Task instructions:
[1] Answer these questions using the passage about Eric:
(a) What did Eric refuse at 6 months old?
(b) What does Eric refuse at 2.5?
(c) What kind of workbooks is Eric already going through?
[2] From the passage about Eric, extract everything from "This isn't a" down to "refused banana too)".

Text excerpt:
"""

SOOOO.....not sure he is really grasping the severity of the sitch, but hopefully we can find a solution.

This isn't a new phenomenon with Eric, since he was a baby, he will simply go on hunger strikes and refuse food (or milk in any format other than the one he wants.  At 6 months old, it was no bottle.  And now, at 2.5, it is no cup. (Notice he refused banana too)


This text message with our Amazon deliveries really sums up the 2 very different sides of Eric Dean: on one hand he is 2.5 years old and is already going through PreK workbooks for 4 year olds, but on the other he needs more baby bottles.

"""

Dataset content:
"""

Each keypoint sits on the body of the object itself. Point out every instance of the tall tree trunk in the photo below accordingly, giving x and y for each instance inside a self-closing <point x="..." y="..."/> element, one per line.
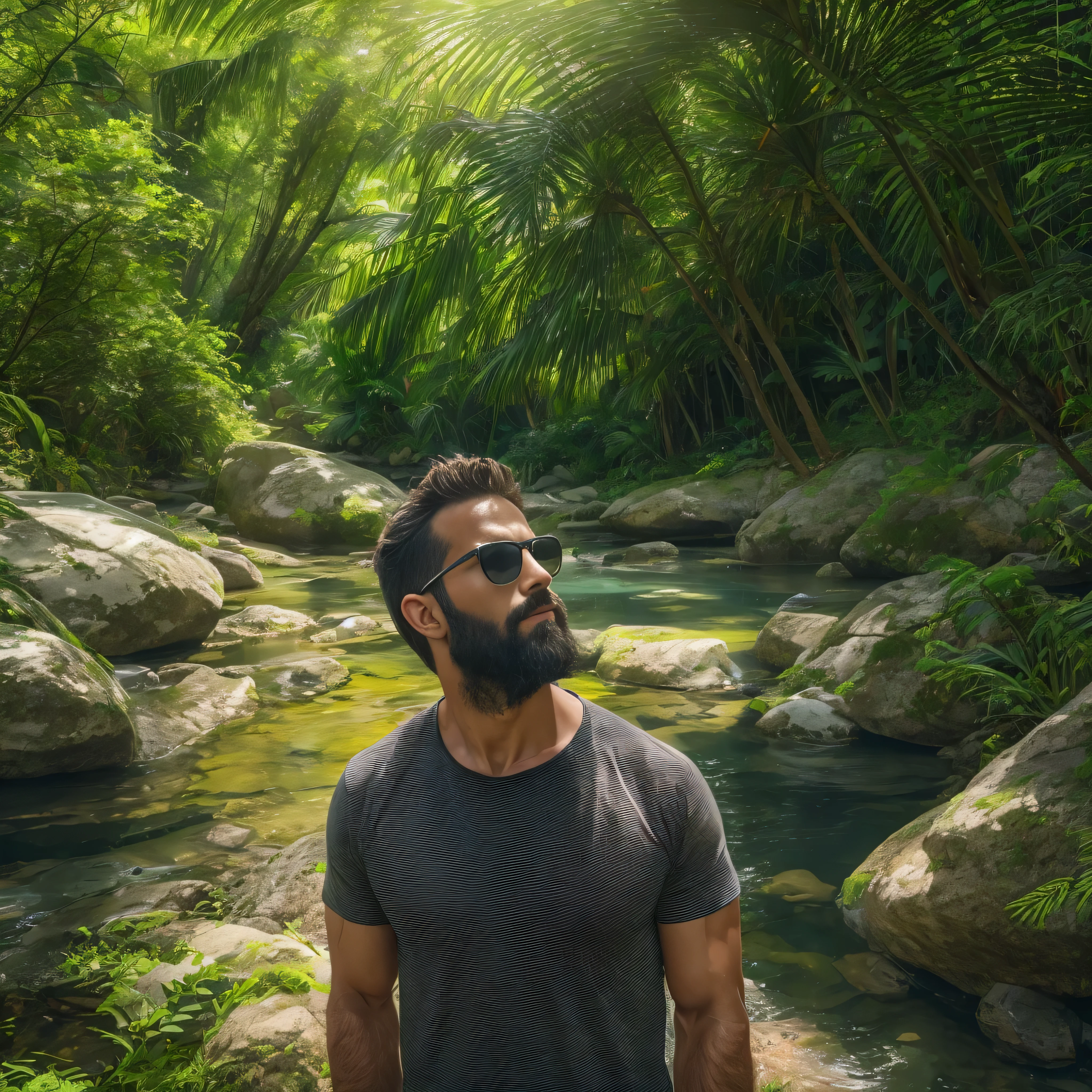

"""

Exercise answers:
[1]
(a) A bottle.
(b) A cup.
(c) PreK workbooks for 4 year olds.

[2]
This isn't a new phenomenon with Eric, since he was a baby, he will simply go on hunger strikes and refuse food (or milk in any format other than the one he wants.  At 6 months old, it was no bottle.  And now, at 2.5, it is no cup. (Notice he refused banana too)